◆ Requirements
Can you recast all of the pointing data below as a numbered list, leaving out any blank lines?
>> start Dataset content
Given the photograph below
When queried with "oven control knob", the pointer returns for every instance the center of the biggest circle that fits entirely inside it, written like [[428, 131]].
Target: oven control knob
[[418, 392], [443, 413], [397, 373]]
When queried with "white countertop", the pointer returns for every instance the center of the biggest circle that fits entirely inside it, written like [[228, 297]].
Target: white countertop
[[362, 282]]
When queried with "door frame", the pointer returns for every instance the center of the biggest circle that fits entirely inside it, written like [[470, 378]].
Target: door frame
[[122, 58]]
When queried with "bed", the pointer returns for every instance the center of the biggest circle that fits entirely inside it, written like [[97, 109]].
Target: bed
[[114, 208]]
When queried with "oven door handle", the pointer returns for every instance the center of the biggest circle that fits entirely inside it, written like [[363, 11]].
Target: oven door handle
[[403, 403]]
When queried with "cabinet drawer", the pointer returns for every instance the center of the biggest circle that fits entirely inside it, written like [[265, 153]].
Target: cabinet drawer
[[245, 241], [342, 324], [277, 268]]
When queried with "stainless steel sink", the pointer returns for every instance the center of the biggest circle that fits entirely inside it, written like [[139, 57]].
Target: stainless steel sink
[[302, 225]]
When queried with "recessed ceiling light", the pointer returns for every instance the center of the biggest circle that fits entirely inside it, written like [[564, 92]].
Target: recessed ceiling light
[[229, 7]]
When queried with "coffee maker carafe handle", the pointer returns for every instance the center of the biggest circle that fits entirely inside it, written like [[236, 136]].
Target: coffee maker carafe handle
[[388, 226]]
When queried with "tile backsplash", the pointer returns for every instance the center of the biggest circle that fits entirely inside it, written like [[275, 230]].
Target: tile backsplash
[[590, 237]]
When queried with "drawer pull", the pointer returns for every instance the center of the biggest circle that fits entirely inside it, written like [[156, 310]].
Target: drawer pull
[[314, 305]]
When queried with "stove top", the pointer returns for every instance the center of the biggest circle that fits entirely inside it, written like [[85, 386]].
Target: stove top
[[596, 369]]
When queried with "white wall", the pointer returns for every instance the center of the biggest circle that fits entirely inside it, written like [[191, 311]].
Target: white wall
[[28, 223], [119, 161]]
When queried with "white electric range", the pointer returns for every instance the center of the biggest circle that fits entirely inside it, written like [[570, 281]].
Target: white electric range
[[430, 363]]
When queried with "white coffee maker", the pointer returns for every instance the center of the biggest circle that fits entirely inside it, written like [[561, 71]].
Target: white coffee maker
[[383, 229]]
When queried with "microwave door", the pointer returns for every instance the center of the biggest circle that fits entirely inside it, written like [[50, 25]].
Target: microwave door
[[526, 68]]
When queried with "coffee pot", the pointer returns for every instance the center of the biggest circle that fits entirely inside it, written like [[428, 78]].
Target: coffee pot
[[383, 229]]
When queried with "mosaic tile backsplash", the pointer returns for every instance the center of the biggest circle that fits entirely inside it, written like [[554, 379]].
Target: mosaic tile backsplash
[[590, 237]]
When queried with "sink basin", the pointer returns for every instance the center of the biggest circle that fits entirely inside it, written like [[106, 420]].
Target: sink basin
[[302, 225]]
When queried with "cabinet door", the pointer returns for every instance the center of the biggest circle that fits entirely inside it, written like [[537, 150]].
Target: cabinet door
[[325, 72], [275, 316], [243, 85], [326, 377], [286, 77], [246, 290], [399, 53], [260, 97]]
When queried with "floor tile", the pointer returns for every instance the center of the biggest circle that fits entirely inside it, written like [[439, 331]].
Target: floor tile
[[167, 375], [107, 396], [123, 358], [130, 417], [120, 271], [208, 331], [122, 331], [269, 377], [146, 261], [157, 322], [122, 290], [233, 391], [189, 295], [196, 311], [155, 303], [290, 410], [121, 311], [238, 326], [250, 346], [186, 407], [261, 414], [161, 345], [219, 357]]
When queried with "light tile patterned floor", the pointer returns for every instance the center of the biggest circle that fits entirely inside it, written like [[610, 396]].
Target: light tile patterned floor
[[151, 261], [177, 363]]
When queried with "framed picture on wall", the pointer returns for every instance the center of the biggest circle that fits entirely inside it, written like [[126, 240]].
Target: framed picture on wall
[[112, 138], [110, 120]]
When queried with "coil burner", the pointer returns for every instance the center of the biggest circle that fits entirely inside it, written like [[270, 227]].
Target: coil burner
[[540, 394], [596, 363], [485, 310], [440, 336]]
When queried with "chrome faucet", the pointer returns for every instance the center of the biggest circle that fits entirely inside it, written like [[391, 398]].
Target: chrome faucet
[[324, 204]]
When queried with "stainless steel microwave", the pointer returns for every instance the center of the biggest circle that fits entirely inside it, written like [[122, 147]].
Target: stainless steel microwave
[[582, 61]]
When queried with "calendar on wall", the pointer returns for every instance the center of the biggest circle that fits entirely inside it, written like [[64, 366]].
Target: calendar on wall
>> end Dataset content
◆ Result below
1. Given the photograph below
2. When queried with "oven control knob", the pointer returns for every instance the center of the biggest circle that fits entirely inside it, written like [[428, 131]].
3. Target: oven control knob
4. [[418, 392], [443, 413], [397, 373]]
5. When queried with "white countertop", the pointer returns for every instance the center of the biggest circle that fits entirely inside it, written like [[228, 297]].
6. Target: white countertop
7. [[362, 282]]
8. When queried with "door frame", the pointer returns for every instance the center of the biggest circle that fits entirely inside it, written like [[470, 378]].
9. Target: door frame
10. [[122, 58]]
11. When queried with "bed", the pointer returns for every instance the center of the biggest circle that fits entirely inside it, written like [[97, 109]].
12. Target: bed
13. [[114, 208]]
14. When queried with "oven door handle", the pointer returns for every instance the center of the biggest circle that fits entirely inside it, written like [[363, 11]].
15. Target: oven door handle
16. [[403, 403]]
17. When queried with "cabinet drawer", the pointer returns for every instance the center of the biggest circle that fits entirely inside it, written like [[265, 153]].
18. Target: cabinet drawer
19. [[245, 241], [342, 324], [277, 268]]
20. When queried with "stainless steel sink", the pointer returns for every instance the center of the biggest circle that fits entirely inside it, written like [[139, 57]].
21. Target: stainless steel sink
22. [[302, 225]]
23. When queried with "recessed ceiling light", the pointer returns for every instance the center of the biggest circle that fits entirely inside it, written like [[564, 92]].
24. Target: recessed ceiling light
25. [[229, 7]]
26. When queried with "coffee maker carafe handle", the pointer returns for every instance the center of the biggest circle that fits entirely inside it, written like [[236, 136]].
27. Target: coffee maker carafe handle
28. [[388, 226]]
29. When queried with "tile backsplash", the pointer returns for every instance the center of the biggest circle that fits entirely inside it, written like [[275, 230]].
30. Target: tile backsplash
31. [[590, 237]]
32. When queried with "drawer pull", the pointer returns for every instance the center of the biggest circle that fits entirely inside it, written like [[156, 310]].
33. Target: drawer pull
34. [[314, 305]]
35. When queried with "stove top", the pointer returns for every instance the center of the biggest circle that fits entirely inside it, written like [[85, 386]].
36. Target: stove top
37. [[596, 369]]
38. When queried with "white wall", the pointer returns for every instance the center of the biggest circle that fits entirely inside it, written like [[191, 311]].
39. Target: white wall
40. [[28, 223], [119, 161]]
41. When queried with "white electric range", the pointer returns for every instance the center of the biggest circle that fits entirely inside it, written like [[570, 281]].
42. Target: white electric range
43. [[430, 363]]
44. When queried with "white coffee maker", the pointer returns for every instance the center of the biggest circle that fits entirely inside it, written like [[561, 71]].
45. Target: white coffee maker
46. [[383, 229]]
47. When queried with "microwave door", the pointer returns for every instance the center of the biggest circle that fits entirely inside it, written like [[50, 25]].
48. Target: microwave door
49. [[526, 68]]
50. When queried with "coffee pot", the pointer returns for every instance the center of the biggest circle that fits entirely inside it, written like [[428, 78]].
51. Target: coffee pot
52. [[383, 229]]
53. When queried with "mosaic tile backsplash", the pointer returns for every instance the center of the biggest circle that fits entirely inside it, written like [[554, 379]].
54. Target: mosaic tile backsplash
55. [[590, 237]]
56. When queried with "sink basin", the pointer returns for every instance the center of the biggest circle that fits entirely inside it, written like [[106, 420]].
57. Target: sink basin
58. [[302, 225]]
59. When queried with "cabinet door", the pointer returns for every instance the center of the biggest circle that fits entirely inside it, written like [[537, 150]].
60. Target: cabinet door
61. [[325, 72], [275, 316], [243, 85], [326, 377], [286, 77], [246, 290], [399, 53], [260, 97]]
62. When queried with "floor tile", the pointer returns for every instance the center of the biggest circle that fits entirely inside it, written like [[439, 331]].
63. Target: floor tile
64. [[167, 375], [107, 396], [123, 358], [130, 417], [120, 271], [208, 331], [122, 331], [269, 377], [146, 261], [157, 322], [122, 290], [233, 391], [189, 295], [196, 311], [155, 303], [290, 410], [121, 311], [238, 326], [250, 346], [186, 407], [261, 414], [161, 345], [219, 357]]
65. When queried with "light tile patterned floor", the pointer returns for every instance the center of the biggest circle that fits entirely inside it, written like [[610, 396]].
66. Target: light tile patterned floor
67. [[151, 261], [177, 363]]
68. When queried with "framed picture on wall", the pointer returns for every instance the center of the biggest circle that fits entirely inside it, written like [[126, 240]].
69. Target: framed picture on wall
70. [[112, 138], [110, 120]]
71. When queried with "coil burner", the pointer returns for every instance the center of the biggest circle that fits entirely inside it, written like [[270, 227]].
72. Target: coil burner
73. [[540, 394], [596, 363], [485, 310], [440, 336]]
74. When queried with "chrome faucet", the pointer returns for every instance the center of the biggest circle that fits entirely inside it, written like [[391, 398]].
75. Target: chrome faucet
76. [[324, 204]]
77. When queried with "stainless steel microwave", the pointer returns for every instance the center of the biggest circle that fits entirely inside it, written like [[122, 147]].
78. Target: stainless steel microwave
79. [[582, 61]]
80. When queried with "calendar on wall", the pointer returns for every instance the center of the biggest circle that fits entirely inside it, written like [[64, 366]].
81. Target: calendar on wall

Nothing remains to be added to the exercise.